**TASKS TO COMPLETE**
1. Answer these questions using the passage on horse race betting:
(a) In the UK, how many places are paid when a race has eight or more runners?
(b) What is the maximum number of runners in the Grand National?
(c) What is picking the first three finishers in exact order called?
2. Retype the part of the passage on horse race betting starting at "In the most" and ending at "superfecta as well.", without changing anything.

In Europe, Australia, and Asia, betting to place is different since the number of "payout places" varies depending on the size of the field that takes part in the race. For example, in a race with seven or less runners in the UK, only the first two finishers would be considered winning bets with most bookmakers. Three places are paid for eight or more runners, whilst a handicap race with 16 runners or more will see the first four places being classed as "placed". (A show bet in the North American sense does not exist in these locations.)

The term each-way (E/W) bet is used everywhere but North America, and has a different meaning depending on the location. An each-way bet sees the total bet being split in two, with half being placed on the win, and half on the place. Bettors receive a payout if the horse either wins, and/or is placed based on the applicable place criteria. The full odds are paid (plus the place portion) if the horse wins, with a quarter or a fifth of the odds (depending on the race-type and the number of runners) if only the place section of the bet is successful. In the UK some bookmakers will pay for the first five (some independent firms have even paid the first six) for a place on the Grand National. This additional concession is offered because of the large number of runners in the race (maximum 40). Occasionally other handicap races with large fields receive the same treatment from various bookmakers, especially if they are sponsoring the race.

The rough equivalent of the each-way in North America is the across the board (win/place/show) or win/place bet, where equal bets on a horse are made to win, place, and show (or just win and place). Each portion is treated as a separate bet, so an across-the-board bet is merely a convenience for bettors and parimutuel clerks. For instance, if a $2 across-the-board bet (total outlay of $6) were staked on a horse which finished second, paying $4.20 to place and $3.00 to show, the bettor would receive $14.40 ($0.00 win + $8.40 place + $6.00 show) on what is essentially a $6 wager.

In addition to straight wagers, "exotic" wagers offer bettors an opportunity to incorporate the placement of different horses in one or multiple races. The two broad types of exotic wagers are horizontal and vertical: horizontal are bets on multiple horses in one particular race, while vertical involve predicting results across multiple races. Both have specific options for which bets are available.

In the most basic horizontal wager, an exacta, the bettor selects the first and second place horses in the exact order. Picking the first three finishers in exact order is called a trifecta and a superfecta refers to the specific finishing order of the top four horses.

Boxing is a tactic that increases the odds of winning an exotic wager by removing the need to choose the exact order. A quinella, which boxes an exacta (allowing the first two finishers to come in any order and still win), is the basic box, but boxing can be applied to the trifecta and superfecta as well.

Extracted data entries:
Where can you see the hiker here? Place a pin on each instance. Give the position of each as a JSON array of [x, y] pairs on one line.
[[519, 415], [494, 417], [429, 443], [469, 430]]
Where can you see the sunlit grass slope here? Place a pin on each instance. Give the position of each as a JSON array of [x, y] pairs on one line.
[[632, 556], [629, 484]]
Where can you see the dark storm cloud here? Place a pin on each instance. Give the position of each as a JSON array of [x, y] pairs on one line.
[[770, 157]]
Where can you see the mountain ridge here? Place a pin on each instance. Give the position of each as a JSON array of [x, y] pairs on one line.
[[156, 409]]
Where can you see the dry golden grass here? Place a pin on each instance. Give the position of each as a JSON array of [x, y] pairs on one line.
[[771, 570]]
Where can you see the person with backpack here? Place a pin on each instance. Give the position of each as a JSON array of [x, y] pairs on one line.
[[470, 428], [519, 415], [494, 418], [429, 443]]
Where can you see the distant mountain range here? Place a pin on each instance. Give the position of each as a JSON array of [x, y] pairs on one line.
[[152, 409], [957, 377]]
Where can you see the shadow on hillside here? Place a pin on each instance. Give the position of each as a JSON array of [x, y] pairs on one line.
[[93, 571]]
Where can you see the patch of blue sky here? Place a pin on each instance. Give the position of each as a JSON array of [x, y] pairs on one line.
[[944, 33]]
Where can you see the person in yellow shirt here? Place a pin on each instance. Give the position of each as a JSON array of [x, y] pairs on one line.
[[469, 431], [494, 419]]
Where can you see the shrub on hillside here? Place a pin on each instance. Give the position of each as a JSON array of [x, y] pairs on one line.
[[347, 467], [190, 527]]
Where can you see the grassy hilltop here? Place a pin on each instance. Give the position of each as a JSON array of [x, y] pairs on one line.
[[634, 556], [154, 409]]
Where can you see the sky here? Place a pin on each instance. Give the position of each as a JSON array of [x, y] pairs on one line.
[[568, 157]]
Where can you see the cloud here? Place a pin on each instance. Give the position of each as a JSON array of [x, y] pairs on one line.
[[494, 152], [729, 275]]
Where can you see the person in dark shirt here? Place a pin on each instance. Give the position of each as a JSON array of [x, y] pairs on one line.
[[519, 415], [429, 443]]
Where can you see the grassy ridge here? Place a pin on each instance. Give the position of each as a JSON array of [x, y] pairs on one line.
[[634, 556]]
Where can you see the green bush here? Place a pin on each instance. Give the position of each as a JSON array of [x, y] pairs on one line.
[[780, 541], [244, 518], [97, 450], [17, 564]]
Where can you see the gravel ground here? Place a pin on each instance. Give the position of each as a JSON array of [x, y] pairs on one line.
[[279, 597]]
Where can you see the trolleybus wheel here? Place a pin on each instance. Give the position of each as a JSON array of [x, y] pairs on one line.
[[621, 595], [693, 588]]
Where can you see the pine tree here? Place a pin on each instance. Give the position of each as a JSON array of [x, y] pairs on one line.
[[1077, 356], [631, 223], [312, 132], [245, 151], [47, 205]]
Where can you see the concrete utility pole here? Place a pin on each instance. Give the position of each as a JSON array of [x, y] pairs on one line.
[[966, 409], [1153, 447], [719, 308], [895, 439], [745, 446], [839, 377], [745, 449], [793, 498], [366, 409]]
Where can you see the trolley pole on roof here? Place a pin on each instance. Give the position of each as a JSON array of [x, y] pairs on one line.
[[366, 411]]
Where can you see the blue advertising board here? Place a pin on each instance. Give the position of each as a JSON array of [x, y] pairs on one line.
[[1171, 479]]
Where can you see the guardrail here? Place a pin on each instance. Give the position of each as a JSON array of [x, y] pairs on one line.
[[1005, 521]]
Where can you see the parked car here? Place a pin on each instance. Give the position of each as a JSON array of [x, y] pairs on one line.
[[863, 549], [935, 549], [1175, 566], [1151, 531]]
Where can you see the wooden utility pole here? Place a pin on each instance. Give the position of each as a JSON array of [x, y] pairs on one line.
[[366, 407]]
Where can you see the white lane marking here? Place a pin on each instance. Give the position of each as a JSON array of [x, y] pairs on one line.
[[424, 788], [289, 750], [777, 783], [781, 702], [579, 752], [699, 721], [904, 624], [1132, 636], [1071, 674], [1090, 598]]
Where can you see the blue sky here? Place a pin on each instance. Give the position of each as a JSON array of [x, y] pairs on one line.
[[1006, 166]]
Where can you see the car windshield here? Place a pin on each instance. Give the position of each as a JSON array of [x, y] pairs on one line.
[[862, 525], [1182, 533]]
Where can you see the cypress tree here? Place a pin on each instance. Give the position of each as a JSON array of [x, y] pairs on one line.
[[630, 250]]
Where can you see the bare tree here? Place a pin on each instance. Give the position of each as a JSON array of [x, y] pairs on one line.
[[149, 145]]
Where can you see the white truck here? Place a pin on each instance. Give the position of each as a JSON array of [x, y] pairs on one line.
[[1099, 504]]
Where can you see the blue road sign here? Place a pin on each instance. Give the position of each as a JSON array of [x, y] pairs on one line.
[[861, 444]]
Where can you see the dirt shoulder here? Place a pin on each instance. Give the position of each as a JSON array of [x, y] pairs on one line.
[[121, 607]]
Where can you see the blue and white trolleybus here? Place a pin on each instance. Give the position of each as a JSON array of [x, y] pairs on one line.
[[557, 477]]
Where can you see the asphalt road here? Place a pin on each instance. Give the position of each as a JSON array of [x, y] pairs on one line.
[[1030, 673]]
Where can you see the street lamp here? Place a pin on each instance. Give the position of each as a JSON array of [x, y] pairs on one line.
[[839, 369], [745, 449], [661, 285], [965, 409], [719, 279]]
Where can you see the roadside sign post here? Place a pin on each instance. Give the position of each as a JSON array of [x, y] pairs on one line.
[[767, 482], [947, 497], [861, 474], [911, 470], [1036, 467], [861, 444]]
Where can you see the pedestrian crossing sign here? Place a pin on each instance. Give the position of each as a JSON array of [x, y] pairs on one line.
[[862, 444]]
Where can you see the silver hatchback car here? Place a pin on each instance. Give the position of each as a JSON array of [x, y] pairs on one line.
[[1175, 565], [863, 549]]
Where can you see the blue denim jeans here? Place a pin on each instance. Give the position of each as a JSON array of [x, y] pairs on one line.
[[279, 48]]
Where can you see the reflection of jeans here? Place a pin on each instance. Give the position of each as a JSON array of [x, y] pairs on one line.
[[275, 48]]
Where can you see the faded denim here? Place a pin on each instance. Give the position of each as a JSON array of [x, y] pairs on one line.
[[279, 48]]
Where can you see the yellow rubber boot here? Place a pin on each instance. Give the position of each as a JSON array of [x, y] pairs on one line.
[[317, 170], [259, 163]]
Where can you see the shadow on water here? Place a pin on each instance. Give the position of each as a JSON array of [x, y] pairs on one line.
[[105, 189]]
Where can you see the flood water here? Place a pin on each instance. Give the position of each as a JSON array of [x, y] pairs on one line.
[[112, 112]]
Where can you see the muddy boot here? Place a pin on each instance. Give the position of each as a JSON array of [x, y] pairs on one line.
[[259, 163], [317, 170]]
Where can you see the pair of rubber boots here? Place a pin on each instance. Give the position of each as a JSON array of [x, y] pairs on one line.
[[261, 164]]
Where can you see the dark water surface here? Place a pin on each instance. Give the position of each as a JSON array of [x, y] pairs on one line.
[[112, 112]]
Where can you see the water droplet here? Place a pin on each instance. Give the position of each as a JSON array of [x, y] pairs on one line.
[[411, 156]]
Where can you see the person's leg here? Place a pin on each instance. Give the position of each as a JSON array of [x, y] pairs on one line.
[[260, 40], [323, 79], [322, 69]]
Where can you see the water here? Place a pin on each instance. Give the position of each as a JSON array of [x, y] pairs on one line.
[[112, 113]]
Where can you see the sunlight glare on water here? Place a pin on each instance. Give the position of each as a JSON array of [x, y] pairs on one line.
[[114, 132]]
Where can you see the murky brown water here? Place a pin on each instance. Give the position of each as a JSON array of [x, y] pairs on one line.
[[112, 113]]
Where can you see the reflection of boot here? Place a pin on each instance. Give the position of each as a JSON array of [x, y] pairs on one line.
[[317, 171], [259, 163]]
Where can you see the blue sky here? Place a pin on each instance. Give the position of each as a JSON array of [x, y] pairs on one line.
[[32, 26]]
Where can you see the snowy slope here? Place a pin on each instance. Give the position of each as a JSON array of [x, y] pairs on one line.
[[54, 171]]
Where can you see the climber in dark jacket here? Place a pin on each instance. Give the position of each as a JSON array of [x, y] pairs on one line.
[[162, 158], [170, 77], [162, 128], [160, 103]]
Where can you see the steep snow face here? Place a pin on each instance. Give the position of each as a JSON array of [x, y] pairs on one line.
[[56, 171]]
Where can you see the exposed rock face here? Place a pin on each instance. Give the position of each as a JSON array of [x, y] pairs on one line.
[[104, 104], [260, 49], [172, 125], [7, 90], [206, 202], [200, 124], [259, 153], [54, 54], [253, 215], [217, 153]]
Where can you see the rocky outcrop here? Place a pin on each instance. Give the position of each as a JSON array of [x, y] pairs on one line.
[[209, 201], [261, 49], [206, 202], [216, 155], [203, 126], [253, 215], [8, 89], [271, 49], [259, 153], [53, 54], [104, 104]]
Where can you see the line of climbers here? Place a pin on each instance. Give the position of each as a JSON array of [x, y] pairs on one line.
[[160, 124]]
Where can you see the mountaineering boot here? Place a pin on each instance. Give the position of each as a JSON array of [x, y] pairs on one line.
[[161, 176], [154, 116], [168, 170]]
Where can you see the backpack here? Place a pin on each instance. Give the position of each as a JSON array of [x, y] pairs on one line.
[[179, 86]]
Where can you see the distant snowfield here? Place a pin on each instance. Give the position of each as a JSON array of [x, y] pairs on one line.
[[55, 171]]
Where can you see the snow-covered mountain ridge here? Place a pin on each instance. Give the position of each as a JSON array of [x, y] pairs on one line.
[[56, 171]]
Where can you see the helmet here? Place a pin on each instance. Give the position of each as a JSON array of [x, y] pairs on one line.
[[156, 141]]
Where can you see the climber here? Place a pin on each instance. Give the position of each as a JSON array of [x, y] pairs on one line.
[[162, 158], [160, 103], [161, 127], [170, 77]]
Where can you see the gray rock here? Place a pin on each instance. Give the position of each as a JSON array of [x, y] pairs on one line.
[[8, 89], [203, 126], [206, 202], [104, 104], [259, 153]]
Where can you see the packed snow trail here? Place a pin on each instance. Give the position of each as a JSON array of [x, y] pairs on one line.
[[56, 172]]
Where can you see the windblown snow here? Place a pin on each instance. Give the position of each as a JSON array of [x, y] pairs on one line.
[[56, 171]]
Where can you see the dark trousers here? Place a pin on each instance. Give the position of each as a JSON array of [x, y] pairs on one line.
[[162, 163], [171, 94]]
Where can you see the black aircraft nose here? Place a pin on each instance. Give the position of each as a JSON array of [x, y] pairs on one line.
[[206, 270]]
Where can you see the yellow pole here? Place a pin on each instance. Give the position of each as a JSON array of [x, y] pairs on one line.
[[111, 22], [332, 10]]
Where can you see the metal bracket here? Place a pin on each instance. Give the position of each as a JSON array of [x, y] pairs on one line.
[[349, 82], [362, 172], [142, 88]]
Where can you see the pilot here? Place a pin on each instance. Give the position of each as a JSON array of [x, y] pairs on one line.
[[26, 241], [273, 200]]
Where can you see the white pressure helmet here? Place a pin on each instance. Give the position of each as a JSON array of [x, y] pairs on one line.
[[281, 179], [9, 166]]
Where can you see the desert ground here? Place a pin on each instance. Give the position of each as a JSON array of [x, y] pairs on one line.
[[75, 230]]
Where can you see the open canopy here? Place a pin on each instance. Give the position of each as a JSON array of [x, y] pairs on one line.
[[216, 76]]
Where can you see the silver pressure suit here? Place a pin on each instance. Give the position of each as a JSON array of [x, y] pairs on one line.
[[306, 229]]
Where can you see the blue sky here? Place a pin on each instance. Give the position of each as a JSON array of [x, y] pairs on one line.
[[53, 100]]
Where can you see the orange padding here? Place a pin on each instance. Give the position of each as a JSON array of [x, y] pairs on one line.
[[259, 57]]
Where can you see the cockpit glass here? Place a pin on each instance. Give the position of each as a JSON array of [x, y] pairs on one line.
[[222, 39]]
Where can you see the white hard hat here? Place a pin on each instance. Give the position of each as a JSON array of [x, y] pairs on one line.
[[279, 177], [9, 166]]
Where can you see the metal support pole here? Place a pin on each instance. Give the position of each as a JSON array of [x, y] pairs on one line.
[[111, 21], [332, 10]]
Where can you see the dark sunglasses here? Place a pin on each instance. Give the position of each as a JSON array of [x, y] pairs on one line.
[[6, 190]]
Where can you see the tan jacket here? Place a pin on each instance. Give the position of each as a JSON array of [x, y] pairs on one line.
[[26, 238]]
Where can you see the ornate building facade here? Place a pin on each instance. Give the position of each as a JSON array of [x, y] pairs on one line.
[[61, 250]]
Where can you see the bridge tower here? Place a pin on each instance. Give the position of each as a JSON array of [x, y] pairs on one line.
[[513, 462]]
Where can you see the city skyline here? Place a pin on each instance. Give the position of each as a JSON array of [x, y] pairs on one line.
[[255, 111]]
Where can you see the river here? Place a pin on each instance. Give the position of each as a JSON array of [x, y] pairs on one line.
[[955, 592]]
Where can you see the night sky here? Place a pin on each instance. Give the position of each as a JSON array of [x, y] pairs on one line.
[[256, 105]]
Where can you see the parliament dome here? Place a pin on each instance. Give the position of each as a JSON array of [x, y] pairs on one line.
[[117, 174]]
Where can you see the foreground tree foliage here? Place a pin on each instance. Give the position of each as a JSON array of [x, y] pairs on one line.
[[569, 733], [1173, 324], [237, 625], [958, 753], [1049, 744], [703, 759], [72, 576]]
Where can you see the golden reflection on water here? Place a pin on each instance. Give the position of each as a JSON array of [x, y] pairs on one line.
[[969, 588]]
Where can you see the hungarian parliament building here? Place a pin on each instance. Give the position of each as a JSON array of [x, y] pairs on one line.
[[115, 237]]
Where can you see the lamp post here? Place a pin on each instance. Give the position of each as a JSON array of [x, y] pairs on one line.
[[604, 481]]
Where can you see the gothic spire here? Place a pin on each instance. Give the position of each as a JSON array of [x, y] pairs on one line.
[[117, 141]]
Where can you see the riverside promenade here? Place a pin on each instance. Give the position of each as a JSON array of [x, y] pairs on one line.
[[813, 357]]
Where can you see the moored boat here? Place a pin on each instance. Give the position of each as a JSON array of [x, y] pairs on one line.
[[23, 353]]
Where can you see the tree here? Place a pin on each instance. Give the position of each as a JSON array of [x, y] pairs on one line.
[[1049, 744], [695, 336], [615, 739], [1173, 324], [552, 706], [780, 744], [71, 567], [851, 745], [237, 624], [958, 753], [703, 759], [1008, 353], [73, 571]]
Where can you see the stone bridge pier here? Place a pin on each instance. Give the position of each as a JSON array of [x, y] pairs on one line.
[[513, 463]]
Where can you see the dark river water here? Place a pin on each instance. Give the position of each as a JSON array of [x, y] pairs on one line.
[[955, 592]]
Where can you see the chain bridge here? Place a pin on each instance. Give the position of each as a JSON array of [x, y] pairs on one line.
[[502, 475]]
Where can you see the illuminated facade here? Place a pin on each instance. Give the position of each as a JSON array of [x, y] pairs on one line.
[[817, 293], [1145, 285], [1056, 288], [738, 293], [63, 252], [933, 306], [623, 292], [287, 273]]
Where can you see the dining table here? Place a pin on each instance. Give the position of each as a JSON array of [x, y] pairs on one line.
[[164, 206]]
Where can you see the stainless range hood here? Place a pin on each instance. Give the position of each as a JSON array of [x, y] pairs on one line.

**EXERCISE SOLUTIONS**
1.
(a) Three places.
(b) 40 runners.
(c) A trifecta.

2.
In the most basic horizontal wager, an exacta, the bettor selects the first and second place horses in the exact order. Picking the first three finishers in exact order is called a trifecta and a superfecta refers to the specific finishing order of the top four horses.

Boxing is a tactic that increases the odds of winning an exotic wager by removing the need to choose the exact order. A quinella, which boxes an exacta (allowing the first two finishers to come in any order and still win), is the basic box, but boxing can be applied to the trifecta and superfecta as well.